# Parts of the exercise:
A - In two sentences, summarize the report on the signing of Sudan's peace agreement.
B - Proceed with the report on the signing of Sudan's peace agreement, picking up after its final sentence.

Taha hailed the role played by the international community, the Security Council, former American envoy for peace in Sudan Senator John Dan forth, who encouraged the two sides to reach the agreement.
He hailed the martyrs who sacrificed their souls for the sake of peace of dignity, and described them as the real heroes of peace.
Taha said that the long sessions of peace negotiations have resulted in support to the mutual understanding and agreement.
Kenyan President and African
and World Leaders pledge
Boost to Peace in Sudan
The Kenyan President, Mwai Kebaki, declared the keenness of Kenya to support Sudan during the era of peace and rehabilitation. Addressing the ceremony marking the signing of Sudan's peace agreement, President Kebaki said that the agreement will pose a strong boost to the realization of security and stability in Darfur.
He appreciated the commitment shown by President Al-Bashir, the negotiating parties and their leaderships and other parties toward overcoming obstacles and to sign a final peace agreement toward ending the longest war in Africa.
President Kebaki described the signing of the peace agreement as a historic event for peace and development in Sudan and Africa.
The ceremony was also addressed by the Ugandan President and chairman of the session of IGAD, Yoweri Museveni, who said that the final peace agreement has solved the root causes of the conflict in south Sudan.
The festival was also addressed by representative of the Chairman of the African Union who called on the international community to support Sudan in implementing the peace agreement and realizing development and rehabilitation.
He said that the peace agreement would boost the ongoing efforts to solve Darfur problem.
Representative of the European Union and Dutch Minister of International Development has affirmed the European Union's support to the implementation of Sudan peace agreement.
Powell Pledges US Backing to
Implementation of Peace Agreement
Former US Secretary of State Colin Powell said in his Address to the signing ceremony US would back implementation of the comprehensive peace agreement and support rehabilitation and reconstruction efforts.
Powell hoped that the agreement would boost the efforts of the National Congress and SPLM to resolve conflict in Darfur to end suffering in the area.
US will work on establishing friendly and good ties with Sudan for the sake of peace, unity and stability desired by the Sudanese people, Powell pointed out.
Powell has also appreciated the IGAD, Kenyan President, Kenyan envoy on Sudan and the IGAD partners over their efforts for reaching the peace agreement. Moreover, he hailed President of the Republic Field Marshal Omer Al Bashir, Vice President, Ali Osman Mohamed Taha, and the then SPLM Chairman Dr John Garang for their unceasing efforts to settle south Sudan issue and to bring peace about.
Taha Addresses UN Security Council
Following the signing of the Comprehensive Peace Agreement, Vice President Taha and late Dr. Garang, SPLM Chairman, traveled to New York to address the Security Council.
Taha affirmed that the comprehensive peace agreement signed in Nairobi covered all issues of the Sudan.
Taha stressed that the Comprehensive Peace Agreement which contained just principles for the sharing of power and wealth has laid the basis for political and developmental solution for the war in Darfur and comprehensive peace all over the Sudan.

# Items stored from a collection:
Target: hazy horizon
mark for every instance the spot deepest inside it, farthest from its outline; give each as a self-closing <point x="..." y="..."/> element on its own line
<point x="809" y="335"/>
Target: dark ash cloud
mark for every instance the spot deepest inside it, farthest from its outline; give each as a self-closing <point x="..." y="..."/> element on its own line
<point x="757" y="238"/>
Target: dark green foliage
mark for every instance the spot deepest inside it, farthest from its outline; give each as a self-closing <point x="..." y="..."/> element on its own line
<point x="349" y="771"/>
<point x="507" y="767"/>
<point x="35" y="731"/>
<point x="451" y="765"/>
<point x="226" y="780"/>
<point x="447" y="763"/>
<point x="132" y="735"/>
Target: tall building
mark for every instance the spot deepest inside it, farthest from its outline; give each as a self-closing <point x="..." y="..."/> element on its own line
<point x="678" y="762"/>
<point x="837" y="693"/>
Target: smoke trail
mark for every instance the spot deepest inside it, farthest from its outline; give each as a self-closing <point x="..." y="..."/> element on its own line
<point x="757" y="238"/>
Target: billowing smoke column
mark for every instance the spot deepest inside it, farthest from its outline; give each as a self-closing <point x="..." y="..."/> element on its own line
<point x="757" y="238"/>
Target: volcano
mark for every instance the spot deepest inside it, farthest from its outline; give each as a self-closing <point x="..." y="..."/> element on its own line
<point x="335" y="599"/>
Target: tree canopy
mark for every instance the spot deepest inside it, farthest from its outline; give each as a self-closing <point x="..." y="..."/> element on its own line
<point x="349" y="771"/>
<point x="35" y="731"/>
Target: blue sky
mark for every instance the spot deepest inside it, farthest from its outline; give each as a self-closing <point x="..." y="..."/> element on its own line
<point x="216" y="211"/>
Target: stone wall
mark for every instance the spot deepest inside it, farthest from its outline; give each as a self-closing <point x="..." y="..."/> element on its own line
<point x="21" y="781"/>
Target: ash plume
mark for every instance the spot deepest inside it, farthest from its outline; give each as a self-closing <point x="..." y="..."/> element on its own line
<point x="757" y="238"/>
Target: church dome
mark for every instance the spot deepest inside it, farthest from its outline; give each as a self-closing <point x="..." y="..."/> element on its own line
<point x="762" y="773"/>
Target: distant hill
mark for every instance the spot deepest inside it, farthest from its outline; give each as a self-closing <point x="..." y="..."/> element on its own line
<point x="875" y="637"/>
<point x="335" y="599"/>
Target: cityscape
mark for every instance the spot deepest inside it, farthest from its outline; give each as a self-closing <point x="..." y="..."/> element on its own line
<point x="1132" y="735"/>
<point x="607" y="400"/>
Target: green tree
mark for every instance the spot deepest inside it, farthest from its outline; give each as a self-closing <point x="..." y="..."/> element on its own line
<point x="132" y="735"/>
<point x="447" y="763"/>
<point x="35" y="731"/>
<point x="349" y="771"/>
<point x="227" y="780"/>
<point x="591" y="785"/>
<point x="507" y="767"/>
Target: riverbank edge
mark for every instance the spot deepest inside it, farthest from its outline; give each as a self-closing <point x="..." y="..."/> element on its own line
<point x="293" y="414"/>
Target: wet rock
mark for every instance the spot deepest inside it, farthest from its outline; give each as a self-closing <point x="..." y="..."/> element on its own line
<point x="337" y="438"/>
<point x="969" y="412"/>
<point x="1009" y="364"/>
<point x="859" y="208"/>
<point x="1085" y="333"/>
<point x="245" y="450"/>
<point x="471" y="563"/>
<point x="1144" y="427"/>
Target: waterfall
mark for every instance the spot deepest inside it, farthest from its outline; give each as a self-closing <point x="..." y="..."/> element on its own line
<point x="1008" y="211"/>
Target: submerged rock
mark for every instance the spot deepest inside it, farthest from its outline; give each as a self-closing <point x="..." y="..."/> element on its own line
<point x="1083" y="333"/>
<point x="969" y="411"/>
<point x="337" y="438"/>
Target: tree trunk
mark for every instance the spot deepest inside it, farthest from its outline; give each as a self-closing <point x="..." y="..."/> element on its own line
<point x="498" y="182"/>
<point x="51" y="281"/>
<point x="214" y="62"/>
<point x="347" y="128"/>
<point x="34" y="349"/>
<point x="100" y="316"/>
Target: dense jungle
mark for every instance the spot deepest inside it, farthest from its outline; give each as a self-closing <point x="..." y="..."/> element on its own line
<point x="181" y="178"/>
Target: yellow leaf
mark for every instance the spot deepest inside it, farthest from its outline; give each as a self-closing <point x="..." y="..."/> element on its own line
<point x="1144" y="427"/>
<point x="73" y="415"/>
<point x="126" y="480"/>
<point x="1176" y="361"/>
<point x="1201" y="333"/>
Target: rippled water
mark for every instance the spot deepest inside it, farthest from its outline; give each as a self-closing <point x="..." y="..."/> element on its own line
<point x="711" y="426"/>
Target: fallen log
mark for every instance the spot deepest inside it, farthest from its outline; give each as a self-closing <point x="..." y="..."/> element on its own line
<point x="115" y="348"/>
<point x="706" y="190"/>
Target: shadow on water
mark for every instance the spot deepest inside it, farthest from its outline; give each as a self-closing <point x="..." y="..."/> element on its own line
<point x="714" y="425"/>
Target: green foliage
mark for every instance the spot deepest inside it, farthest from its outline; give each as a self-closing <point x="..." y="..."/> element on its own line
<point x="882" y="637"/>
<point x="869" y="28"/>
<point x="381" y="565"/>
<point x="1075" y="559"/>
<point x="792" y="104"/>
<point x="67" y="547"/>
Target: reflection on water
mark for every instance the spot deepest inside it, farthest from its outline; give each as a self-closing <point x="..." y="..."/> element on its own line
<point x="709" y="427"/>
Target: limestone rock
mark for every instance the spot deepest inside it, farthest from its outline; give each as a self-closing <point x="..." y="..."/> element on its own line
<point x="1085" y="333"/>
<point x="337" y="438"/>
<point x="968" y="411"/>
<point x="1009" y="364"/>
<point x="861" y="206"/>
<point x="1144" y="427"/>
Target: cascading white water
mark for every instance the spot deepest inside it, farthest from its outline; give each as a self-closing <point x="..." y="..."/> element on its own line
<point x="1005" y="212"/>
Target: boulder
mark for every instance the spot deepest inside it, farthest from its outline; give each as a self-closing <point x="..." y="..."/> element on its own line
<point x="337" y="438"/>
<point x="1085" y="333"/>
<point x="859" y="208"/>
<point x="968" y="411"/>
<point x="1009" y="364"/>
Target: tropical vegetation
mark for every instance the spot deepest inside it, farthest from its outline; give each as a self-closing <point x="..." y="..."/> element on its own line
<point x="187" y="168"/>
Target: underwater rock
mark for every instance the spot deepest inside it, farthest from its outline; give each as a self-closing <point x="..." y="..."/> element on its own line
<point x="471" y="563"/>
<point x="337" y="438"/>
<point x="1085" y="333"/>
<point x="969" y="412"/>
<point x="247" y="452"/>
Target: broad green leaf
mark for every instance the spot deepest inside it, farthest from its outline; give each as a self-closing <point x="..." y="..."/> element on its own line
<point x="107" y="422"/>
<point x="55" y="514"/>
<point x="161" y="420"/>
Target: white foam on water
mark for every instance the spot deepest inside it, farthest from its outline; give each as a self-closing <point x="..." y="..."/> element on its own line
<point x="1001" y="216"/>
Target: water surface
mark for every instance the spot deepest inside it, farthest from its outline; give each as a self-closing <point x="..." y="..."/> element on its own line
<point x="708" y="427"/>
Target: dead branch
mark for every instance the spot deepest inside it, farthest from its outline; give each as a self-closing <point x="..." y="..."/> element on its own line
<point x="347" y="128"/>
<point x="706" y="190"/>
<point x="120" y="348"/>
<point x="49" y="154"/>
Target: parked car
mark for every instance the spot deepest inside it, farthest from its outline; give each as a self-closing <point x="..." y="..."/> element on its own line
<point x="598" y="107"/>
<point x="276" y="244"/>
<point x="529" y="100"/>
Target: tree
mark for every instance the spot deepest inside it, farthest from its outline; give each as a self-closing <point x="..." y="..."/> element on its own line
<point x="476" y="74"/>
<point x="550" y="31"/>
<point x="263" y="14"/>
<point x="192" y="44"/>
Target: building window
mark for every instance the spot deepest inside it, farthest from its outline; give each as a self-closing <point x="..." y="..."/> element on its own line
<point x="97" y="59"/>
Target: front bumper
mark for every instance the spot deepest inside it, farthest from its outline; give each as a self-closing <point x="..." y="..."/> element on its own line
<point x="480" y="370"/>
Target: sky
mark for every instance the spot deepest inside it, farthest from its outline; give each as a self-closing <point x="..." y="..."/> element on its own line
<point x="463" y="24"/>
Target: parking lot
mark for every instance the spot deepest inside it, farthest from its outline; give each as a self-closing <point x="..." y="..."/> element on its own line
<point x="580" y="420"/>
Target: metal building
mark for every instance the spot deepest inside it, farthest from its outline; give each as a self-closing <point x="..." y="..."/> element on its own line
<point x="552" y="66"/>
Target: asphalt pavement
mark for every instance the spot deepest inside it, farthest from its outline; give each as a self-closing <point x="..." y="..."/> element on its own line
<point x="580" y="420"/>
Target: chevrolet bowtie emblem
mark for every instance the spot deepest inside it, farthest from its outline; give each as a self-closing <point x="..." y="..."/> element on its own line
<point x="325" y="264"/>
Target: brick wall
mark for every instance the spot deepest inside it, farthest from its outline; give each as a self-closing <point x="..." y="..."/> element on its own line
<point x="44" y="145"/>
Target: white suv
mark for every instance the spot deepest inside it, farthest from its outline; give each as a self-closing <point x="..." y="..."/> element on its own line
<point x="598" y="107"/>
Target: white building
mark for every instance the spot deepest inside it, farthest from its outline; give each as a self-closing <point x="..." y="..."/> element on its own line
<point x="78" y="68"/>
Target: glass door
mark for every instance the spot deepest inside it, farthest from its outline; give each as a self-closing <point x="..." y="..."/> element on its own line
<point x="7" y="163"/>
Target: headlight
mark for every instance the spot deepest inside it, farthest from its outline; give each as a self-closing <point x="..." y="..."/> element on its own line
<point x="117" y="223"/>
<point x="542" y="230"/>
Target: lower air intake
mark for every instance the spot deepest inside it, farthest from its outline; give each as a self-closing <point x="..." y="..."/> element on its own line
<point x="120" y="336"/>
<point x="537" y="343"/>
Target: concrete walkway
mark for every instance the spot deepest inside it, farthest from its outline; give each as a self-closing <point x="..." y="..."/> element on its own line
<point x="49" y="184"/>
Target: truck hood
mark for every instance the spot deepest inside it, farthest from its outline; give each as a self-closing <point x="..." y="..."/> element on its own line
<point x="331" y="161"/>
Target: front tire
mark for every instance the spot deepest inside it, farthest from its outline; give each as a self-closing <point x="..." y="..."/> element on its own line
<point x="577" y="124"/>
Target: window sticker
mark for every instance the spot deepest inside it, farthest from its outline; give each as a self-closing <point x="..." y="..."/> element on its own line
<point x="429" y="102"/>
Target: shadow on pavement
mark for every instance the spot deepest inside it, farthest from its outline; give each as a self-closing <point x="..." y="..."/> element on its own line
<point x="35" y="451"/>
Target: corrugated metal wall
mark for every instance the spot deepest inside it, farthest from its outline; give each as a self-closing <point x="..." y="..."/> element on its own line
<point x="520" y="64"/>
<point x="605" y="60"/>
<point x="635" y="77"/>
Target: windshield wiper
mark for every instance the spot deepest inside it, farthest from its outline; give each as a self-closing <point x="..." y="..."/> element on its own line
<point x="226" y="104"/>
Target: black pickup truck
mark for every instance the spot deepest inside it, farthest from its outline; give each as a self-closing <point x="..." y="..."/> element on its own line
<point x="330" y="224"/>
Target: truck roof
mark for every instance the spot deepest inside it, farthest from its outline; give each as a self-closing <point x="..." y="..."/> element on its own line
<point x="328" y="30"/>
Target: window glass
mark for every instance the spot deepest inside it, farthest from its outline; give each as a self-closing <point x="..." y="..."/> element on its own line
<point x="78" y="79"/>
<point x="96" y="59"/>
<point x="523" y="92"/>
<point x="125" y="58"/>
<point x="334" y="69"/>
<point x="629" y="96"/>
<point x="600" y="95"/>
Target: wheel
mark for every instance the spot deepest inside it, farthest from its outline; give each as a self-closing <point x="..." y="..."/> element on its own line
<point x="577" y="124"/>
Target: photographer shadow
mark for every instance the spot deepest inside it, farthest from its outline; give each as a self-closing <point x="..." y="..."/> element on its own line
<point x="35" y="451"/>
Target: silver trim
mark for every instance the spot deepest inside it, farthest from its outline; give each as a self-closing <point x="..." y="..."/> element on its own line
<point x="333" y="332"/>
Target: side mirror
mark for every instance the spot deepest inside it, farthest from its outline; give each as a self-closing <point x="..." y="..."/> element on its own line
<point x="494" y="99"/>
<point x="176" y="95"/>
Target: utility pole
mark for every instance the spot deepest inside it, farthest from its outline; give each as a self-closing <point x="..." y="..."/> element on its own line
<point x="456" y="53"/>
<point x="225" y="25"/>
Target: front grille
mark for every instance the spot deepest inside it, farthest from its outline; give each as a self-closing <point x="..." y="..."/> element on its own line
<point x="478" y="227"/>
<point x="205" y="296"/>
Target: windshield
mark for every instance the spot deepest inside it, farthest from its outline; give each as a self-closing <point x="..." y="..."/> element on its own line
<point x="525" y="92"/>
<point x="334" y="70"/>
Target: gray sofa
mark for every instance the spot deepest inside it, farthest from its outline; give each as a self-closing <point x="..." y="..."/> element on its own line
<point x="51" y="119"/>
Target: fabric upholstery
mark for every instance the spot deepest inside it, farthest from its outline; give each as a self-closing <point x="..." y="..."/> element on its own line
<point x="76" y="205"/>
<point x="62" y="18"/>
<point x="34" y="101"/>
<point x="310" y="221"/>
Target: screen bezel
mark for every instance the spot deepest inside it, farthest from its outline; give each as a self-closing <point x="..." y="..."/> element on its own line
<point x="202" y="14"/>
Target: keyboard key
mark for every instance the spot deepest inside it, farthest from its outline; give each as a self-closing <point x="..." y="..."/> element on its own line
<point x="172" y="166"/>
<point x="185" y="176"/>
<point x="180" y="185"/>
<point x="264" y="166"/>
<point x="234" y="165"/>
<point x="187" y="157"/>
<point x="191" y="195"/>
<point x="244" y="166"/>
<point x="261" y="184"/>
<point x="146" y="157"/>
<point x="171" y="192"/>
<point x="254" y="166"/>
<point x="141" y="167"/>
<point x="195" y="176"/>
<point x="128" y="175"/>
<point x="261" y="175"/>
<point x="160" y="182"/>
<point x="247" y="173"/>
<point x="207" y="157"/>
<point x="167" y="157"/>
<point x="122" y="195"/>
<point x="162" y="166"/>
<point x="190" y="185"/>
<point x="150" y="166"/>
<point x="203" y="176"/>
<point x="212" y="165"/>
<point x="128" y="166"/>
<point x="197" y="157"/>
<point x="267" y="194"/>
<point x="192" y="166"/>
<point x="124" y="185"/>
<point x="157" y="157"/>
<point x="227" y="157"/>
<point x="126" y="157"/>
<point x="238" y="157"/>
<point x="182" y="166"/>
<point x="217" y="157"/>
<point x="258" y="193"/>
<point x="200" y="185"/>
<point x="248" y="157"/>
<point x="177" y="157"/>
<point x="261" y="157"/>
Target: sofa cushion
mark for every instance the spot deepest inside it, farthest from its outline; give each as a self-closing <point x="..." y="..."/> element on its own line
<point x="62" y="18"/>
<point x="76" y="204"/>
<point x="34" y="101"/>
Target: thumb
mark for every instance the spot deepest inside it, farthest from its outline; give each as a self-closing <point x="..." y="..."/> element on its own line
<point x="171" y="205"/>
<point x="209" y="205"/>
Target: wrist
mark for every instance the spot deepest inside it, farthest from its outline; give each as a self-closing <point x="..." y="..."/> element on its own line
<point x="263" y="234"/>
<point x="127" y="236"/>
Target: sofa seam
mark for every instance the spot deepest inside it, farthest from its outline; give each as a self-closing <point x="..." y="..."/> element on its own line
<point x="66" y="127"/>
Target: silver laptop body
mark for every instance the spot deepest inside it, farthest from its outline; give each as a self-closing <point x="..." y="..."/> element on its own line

# Task answers:
A - At the ceremony marking the signing of Sudan's peace agreement, the Kenyan President, the Ugandan President, a representative of the African Union Chairman and a European Union representative spoke in support of the agreement, with several saying it would boost efforts to resolve the Darfur problem. Former US Secretary of State Colin Powell pledged US backing for its implementation and for reconstruction, and Vice President Taha later told the UN Security Council that the agreement covered all issues of the Sudan and laid the basis for a solution to the war in Darfur.

B -
Taha stressed the importance of reaching a political solution that stop the war and end the suffering of Darfur citizens.
He told the Security Council that the Sudanese government is determined to make 2005 the year of comprehensive peace in Sudan.
He reiterated the government's commitment to boost the Abuja negotiations to reach a political settlement in Darfur as soon as possible.
Taha explained that the peace agreement stipulated a political system that adopted citizenship as a basis for rights and duties and the international charters on human rights and recognized diversity as a source of strength and basis for unity.
He went on to say that the agreement also stipulates democratic rule based on justice, rule of law and good governance to rule the Sudan on decentralized basis.
It also distributed the resources of the country on just basis.
Commencement Of Establishment
Of Peace Institutions
The National Commission for
Revision of the Constitution:-
It has been established according to the provisions of the Peace Agreement, signed by the Sudan Government and the Sudan People’s Liberation Movement (SPLM) on April 9, 2005 in Nairobi.
Bodies of the Commission:-
1. The commission is formed of a co-chairmanship of Judge Abel Alier and Judge Abdalla Iddris.
2. The commission has two Deputy Chairmen, representing the National Congress and the SPLM- Iddris Mohamed Abdul-Gader and Niyal Deng.
3. The commission has two Official Spokesmen- Ambassador Al-Dirdiri Mohamed Ahmed and Yassir Arman.
The membership of the commission includes (162) members representing the different political parties and political organizations.
Committees of the commission:-
The commission is formed of many committees as follow:-
a) The General Committee: brings together all members of the commission, and it is entrusted with endorsing the constitution.
b) The sub-committees: represented in the First, Second, Third and Fourth Committees.
Meetings of the commission and performance:-
The general committee:-
• The National Commission for the Revision of the Constitution has held (16) meetings (14) of them in Khartoum (the Friendship Hall) and two in Rumbeik town.
• The total hours the commission had been in session amounted to (102) hours (98) of them in Khartoum and (4) in Rumbeik.
Performance of the four sub committees:-
The meetings of the four sub committees of the commission amounted to (27) meetings, while the work hours amounted to (195), with an average of (7.30) hours per meeting.
The First Committee:-
It is the biggest of the four committees of the commission in terms of members as its members amount to (52). It has held (12) meetings, with (72) work hours.
The Second Committee:-
o It is formed of (34) members and it held (7) meetings, with (53) work hours.
o The Third Committee:-
o It is formed of (24) members and it held (4) meetings, with (30) work hours.
o The Fourth Committee:-
o It is formed of (14) members and it held (4) meetings, with (40) work hours.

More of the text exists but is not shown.